(Lines of data)

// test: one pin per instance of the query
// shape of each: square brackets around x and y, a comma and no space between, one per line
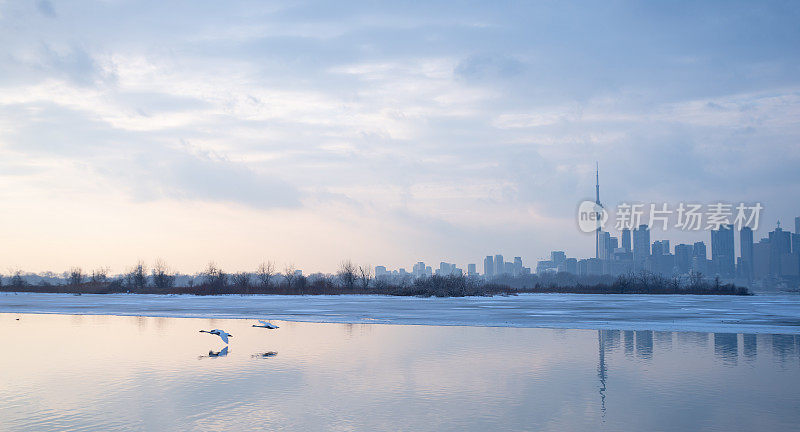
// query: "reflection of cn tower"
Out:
[601,370]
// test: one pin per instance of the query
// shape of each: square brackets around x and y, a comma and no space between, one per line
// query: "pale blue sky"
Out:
[310,132]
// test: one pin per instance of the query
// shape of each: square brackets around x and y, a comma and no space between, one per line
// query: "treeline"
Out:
[358,279]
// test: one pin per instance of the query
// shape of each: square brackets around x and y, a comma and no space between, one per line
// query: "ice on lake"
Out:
[101,372]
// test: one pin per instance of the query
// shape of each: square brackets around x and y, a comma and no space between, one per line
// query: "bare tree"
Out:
[265,272]
[215,278]
[137,276]
[99,275]
[75,276]
[163,279]
[17,280]
[347,274]
[289,275]
[241,281]
[364,276]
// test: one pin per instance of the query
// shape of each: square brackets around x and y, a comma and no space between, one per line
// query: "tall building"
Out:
[723,256]
[626,239]
[699,258]
[499,265]
[746,252]
[699,250]
[603,238]
[641,246]
[660,247]
[761,259]
[683,258]
[419,270]
[488,266]
[597,242]
[780,244]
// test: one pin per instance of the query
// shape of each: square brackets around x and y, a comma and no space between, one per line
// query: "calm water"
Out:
[121,373]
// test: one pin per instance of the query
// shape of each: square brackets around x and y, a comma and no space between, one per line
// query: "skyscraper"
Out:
[746,252]
[626,239]
[499,265]
[722,251]
[488,266]
[597,242]
[641,246]
[683,258]
[780,243]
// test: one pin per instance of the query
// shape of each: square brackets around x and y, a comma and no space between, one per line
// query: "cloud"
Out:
[452,120]
[45,7]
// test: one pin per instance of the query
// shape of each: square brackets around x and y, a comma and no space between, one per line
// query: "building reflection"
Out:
[749,347]
[726,347]
[629,343]
[784,347]
[644,344]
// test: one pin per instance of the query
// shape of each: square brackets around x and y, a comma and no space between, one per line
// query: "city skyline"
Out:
[310,133]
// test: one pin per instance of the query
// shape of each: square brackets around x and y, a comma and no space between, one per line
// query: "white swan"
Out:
[266,325]
[221,333]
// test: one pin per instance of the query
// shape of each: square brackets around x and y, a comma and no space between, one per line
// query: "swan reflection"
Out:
[214,354]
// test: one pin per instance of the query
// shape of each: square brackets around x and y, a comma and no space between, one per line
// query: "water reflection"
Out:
[726,347]
[384,377]
[749,347]
[216,354]
[644,344]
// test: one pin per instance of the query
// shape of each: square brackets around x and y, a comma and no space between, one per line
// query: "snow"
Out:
[770,313]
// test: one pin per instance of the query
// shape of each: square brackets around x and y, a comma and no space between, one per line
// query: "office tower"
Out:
[796,249]
[603,239]
[683,258]
[660,247]
[557,257]
[611,245]
[722,251]
[626,239]
[699,257]
[499,265]
[641,246]
[597,242]
[699,250]
[780,244]
[761,259]
[419,270]
[746,252]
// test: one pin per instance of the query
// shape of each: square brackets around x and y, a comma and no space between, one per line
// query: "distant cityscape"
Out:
[771,261]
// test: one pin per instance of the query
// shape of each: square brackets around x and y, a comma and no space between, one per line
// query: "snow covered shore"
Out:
[733,314]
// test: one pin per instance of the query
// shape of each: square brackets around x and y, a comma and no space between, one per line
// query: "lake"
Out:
[102,372]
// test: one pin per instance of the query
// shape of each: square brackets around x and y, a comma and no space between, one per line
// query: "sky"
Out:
[307,133]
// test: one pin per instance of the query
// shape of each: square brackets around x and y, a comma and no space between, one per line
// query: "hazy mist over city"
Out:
[387,133]
[400,216]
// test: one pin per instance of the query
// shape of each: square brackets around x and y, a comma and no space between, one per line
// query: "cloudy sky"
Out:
[392,132]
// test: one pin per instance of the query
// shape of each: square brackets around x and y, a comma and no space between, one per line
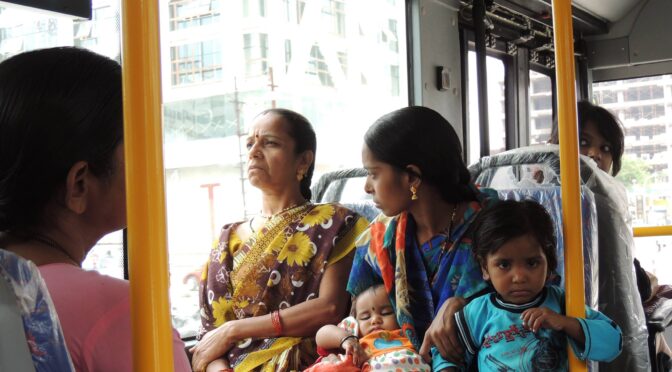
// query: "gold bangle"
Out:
[346,338]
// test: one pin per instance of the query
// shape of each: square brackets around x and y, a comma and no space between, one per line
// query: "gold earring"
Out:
[414,195]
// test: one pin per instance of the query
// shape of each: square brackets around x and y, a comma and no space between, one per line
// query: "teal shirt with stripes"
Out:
[493,336]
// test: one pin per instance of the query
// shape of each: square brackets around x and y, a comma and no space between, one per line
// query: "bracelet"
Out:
[277,324]
[346,338]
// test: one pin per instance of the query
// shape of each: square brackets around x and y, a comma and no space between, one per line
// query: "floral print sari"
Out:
[279,266]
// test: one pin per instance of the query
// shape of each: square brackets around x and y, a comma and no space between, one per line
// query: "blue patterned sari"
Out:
[419,278]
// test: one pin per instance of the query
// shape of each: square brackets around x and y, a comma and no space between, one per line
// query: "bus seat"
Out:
[31,338]
[347,188]
[618,297]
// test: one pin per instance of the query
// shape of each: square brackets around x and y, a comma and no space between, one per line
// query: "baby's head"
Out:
[373,311]
[514,242]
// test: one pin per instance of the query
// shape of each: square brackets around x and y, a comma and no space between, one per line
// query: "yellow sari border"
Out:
[280,347]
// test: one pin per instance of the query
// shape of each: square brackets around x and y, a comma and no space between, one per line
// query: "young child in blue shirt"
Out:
[522,326]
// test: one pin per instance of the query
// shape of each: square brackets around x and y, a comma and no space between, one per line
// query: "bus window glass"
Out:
[341,63]
[644,106]
[541,107]
[23,29]
[496,108]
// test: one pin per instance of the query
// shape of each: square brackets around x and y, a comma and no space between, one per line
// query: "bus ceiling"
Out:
[614,36]
[75,8]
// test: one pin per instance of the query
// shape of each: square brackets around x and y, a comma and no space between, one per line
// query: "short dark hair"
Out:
[422,137]
[58,106]
[303,134]
[373,288]
[607,124]
[510,219]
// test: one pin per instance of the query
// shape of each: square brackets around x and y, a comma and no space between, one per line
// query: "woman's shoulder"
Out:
[71,278]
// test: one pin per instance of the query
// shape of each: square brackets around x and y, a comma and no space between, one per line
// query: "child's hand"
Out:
[352,347]
[218,365]
[543,317]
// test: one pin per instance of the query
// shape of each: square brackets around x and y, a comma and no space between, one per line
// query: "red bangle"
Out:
[277,324]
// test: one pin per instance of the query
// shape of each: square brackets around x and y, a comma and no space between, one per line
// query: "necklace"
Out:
[251,225]
[452,220]
[53,244]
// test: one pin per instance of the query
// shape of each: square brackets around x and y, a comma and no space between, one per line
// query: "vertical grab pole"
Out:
[563,37]
[148,259]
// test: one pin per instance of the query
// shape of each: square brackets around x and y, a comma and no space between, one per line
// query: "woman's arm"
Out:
[442,333]
[300,320]
[330,336]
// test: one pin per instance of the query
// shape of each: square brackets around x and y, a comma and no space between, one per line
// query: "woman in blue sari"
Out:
[420,246]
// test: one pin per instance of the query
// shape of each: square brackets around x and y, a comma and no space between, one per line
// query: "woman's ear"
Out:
[414,175]
[305,160]
[484,270]
[77,187]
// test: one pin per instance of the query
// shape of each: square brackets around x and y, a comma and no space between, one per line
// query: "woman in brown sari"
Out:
[274,280]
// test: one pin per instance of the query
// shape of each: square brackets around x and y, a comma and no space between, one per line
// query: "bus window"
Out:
[340,63]
[644,106]
[22,30]
[496,108]
[541,107]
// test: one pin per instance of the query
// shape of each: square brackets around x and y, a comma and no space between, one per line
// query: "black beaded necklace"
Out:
[53,244]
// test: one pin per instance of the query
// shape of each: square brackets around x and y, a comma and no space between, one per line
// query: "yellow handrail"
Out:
[148,259]
[569,165]
[652,231]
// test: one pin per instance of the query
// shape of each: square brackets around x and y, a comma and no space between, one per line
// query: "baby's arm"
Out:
[218,365]
[596,326]
[543,317]
[333,337]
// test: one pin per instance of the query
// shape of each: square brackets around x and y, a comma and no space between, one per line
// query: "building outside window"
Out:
[196,62]
[193,13]
[319,69]
[644,106]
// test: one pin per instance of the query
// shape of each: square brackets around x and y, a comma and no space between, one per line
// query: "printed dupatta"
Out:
[279,266]
[388,253]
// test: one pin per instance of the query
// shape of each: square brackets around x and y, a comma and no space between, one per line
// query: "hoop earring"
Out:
[414,195]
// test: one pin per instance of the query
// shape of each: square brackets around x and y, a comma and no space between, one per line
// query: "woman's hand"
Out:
[213,345]
[219,365]
[442,333]
[352,347]
[542,317]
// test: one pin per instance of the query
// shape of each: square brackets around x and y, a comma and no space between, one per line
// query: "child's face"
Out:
[374,312]
[518,269]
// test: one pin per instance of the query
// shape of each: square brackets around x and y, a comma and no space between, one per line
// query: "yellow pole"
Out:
[652,231]
[569,165]
[148,259]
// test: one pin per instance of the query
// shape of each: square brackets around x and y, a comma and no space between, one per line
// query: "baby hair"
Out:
[510,219]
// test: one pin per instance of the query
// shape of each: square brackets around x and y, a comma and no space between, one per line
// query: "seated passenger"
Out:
[382,346]
[62,189]
[275,279]
[420,247]
[600,136]
[42,332]
[522,326]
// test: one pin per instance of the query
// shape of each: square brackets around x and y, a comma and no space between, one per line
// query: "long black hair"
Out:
[422,137]
[301,131]
[58,106]
[510,219]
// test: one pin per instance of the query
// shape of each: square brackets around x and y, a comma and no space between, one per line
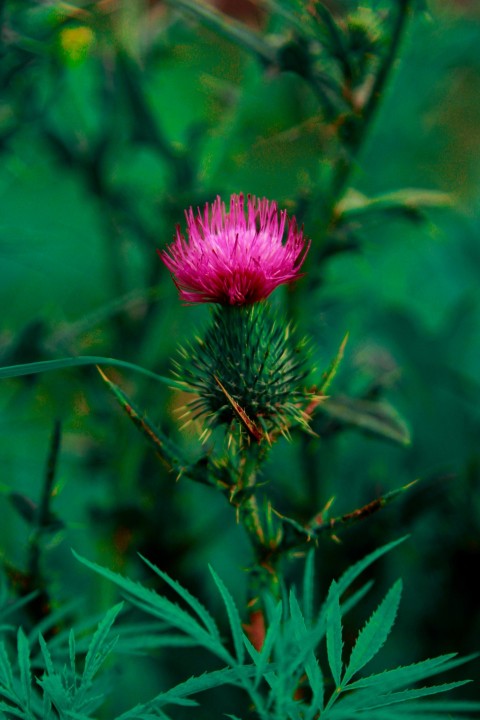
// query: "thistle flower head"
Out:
[235,257]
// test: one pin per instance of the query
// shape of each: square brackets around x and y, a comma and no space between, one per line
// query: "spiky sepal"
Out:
[247,370]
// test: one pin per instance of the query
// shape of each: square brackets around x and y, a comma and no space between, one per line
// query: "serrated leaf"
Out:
[192,601]
[375,417]
[158,606]
[101,645]
[408,674]
[47,658]
[233,616]
[269,642]
[349,576]
[312,668]
[375,632]
[334,634]
[374,699]
[179,694]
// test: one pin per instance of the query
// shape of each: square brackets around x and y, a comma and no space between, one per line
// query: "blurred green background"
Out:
[114,117]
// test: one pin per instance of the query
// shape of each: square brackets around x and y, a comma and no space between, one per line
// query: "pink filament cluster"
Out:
[237,257]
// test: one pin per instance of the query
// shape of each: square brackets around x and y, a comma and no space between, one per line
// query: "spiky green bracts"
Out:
[247,370]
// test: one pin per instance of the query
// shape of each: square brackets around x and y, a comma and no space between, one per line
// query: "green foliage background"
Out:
[112,121]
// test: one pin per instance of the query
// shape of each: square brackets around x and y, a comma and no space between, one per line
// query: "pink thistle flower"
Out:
[235,257]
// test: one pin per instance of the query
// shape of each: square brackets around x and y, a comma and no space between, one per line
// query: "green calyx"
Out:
[247,369]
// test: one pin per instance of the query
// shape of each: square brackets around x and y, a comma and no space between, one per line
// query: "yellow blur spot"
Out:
[76,42]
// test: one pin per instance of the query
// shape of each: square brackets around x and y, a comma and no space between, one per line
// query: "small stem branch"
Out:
[367,112]
[42,519]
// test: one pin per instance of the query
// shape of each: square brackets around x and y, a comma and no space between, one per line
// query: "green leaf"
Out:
[408,674]
[408,201]
[375,632]
[233,616]
[334,634]
[195,604]
[100,646]
[378,418]
[349,576]
[179,694]
[6,673]
[312,668]
[48,365]
[158,606]
[376,700]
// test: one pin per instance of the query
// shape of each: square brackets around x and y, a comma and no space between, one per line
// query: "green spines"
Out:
[247,368]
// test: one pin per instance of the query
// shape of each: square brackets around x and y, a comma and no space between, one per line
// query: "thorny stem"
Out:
[367,112]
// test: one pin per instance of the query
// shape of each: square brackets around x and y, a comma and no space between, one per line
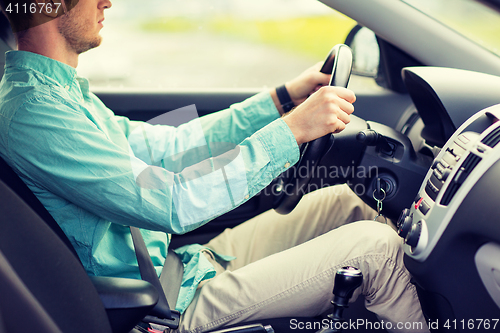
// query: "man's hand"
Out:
[326,111]
[303,85]
[307,83]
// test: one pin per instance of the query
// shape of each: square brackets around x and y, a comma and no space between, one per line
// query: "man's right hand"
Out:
[326,111]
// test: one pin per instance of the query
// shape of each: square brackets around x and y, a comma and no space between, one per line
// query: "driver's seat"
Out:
[43,286]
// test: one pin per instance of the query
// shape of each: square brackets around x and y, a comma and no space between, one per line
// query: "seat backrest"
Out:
[45,266]
[12,180]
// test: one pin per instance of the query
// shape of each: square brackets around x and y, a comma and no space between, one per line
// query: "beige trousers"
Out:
[286,265]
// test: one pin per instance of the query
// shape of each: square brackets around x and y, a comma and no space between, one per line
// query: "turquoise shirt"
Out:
[98,173]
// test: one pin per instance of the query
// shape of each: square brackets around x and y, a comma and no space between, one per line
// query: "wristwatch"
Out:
[284,98]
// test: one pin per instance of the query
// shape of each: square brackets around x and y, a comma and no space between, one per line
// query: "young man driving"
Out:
[98,173]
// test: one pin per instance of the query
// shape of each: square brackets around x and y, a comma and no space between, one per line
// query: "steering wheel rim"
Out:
[291,185]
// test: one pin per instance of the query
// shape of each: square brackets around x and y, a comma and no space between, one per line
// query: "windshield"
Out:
[216,44]
[476,20]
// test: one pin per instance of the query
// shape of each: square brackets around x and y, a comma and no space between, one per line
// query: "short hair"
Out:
[19,12]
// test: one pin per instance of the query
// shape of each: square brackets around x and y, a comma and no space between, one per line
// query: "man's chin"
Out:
[89,46]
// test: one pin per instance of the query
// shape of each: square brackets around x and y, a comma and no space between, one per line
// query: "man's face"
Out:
[81,25]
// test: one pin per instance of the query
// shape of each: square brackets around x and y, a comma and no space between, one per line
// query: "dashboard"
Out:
[450,232]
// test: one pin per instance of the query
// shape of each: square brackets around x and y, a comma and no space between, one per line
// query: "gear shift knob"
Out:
[347,280]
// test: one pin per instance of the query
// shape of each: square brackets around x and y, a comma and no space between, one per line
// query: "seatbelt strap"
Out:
[161,313]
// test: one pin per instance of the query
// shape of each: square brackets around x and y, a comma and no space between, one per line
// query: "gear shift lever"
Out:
[347,280]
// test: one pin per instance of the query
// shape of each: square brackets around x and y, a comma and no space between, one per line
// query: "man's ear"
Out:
[51,8]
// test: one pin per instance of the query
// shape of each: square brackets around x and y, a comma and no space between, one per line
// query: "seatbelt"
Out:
[161,313]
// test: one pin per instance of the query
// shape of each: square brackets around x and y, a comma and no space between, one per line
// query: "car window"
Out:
[476,20]
[211,43]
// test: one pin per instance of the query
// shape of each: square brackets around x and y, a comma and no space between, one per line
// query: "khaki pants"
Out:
[286,265]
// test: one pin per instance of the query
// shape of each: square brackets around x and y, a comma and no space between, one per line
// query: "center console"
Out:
[452,230]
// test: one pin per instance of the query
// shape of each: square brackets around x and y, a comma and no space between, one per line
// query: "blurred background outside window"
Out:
[211,44]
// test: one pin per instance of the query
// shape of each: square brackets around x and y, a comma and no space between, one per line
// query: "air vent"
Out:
[492,138]
[463,172]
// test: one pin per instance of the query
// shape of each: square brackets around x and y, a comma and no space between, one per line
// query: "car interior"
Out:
[425,145]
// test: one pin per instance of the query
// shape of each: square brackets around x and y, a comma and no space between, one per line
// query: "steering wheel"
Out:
[291,185]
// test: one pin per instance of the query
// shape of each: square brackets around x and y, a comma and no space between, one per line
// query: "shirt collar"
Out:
[56,70]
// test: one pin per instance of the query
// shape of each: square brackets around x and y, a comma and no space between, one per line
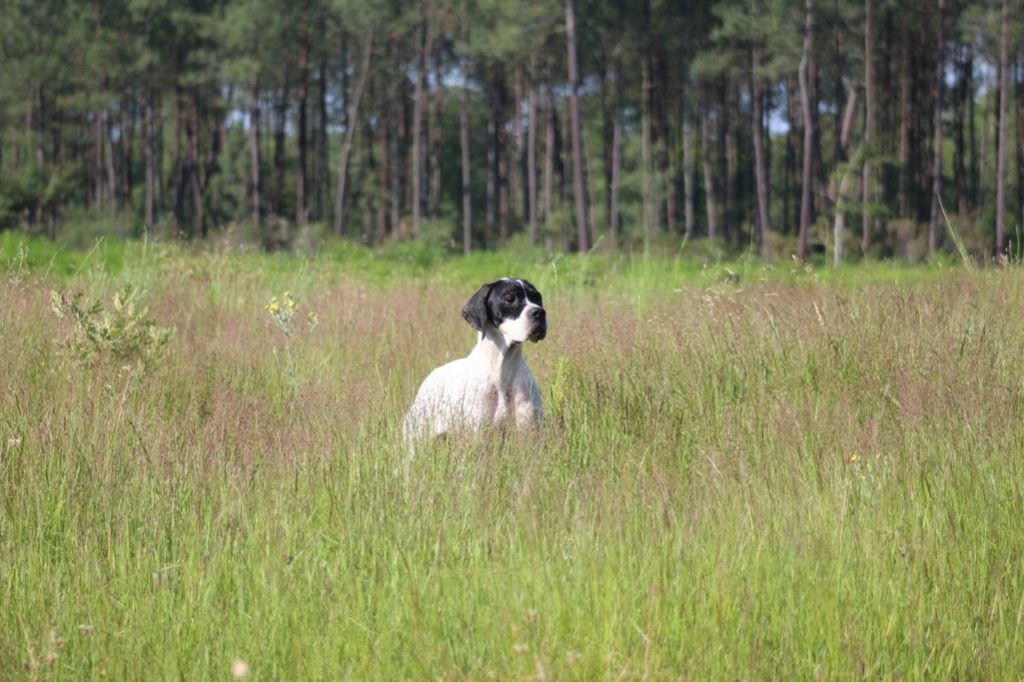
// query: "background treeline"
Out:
[782,125]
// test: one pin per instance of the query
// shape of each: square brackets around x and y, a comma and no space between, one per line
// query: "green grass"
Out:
[744,471]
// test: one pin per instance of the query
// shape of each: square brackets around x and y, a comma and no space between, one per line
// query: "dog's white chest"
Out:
[470,393]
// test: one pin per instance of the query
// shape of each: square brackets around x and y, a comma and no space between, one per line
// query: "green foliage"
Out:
[122,334]
[745,471]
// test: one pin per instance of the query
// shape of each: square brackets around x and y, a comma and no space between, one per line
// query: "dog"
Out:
[493,384]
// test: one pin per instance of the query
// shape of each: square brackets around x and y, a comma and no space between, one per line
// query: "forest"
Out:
[785,127]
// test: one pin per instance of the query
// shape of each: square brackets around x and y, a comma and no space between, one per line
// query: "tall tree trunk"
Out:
[730,203]
[972,125]
[321,164]
[1019,132]
[645,141]
[395,116]
[760,166]
[467,199]
[1000,163]
[150,153]
[583,241]
[689,219]
[301,210]
[616,155]
[707,143]
[281,122]
[491,207]
[516,179]
[549,155]
[867,179]
[351,125]
[805,100]
[192,136]
[531,154]
[960,161]
[933,224]
[254,148]
[792,140]
[436,141]
[905,116]
[112,175]
[419,107]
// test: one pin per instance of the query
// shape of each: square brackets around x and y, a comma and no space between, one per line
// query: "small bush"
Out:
[124,333]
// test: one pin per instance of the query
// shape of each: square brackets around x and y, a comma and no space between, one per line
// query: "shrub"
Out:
[124,333]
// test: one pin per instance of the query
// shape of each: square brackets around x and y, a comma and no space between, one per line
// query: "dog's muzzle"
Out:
[540,328]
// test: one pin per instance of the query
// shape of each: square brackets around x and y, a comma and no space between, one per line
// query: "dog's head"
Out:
[513,307]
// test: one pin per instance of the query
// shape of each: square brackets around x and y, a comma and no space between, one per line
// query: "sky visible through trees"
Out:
[780,126]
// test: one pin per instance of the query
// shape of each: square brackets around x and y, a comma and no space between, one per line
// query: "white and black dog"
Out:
[492,384]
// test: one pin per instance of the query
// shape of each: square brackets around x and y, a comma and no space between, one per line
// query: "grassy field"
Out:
[744,472]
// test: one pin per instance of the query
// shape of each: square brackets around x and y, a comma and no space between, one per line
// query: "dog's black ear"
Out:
[475,311]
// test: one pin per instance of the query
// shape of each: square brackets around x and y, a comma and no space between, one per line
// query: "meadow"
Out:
[744,471]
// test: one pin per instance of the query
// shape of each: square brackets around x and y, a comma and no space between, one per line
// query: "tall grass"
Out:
[785,477]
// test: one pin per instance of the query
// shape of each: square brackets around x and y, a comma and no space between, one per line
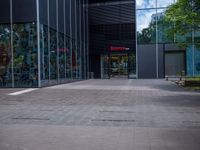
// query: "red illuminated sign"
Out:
[119,48]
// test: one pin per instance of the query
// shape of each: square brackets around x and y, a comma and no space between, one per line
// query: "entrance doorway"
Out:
[114,66]
[119,65]
[174,63]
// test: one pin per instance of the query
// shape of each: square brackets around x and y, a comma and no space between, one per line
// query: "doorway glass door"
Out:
[119,65]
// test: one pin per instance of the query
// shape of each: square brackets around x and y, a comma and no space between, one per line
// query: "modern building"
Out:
[43,42]
[112,27]
[48,42]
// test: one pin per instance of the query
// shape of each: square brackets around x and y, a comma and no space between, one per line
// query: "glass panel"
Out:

#### Exercise aim:
Collect every line in the listing that contains the string "spiky" and reproduce each one. Case is significant.

#### Answer to this task:
// query: "spiky sepal"
// query: "spiky green bracts"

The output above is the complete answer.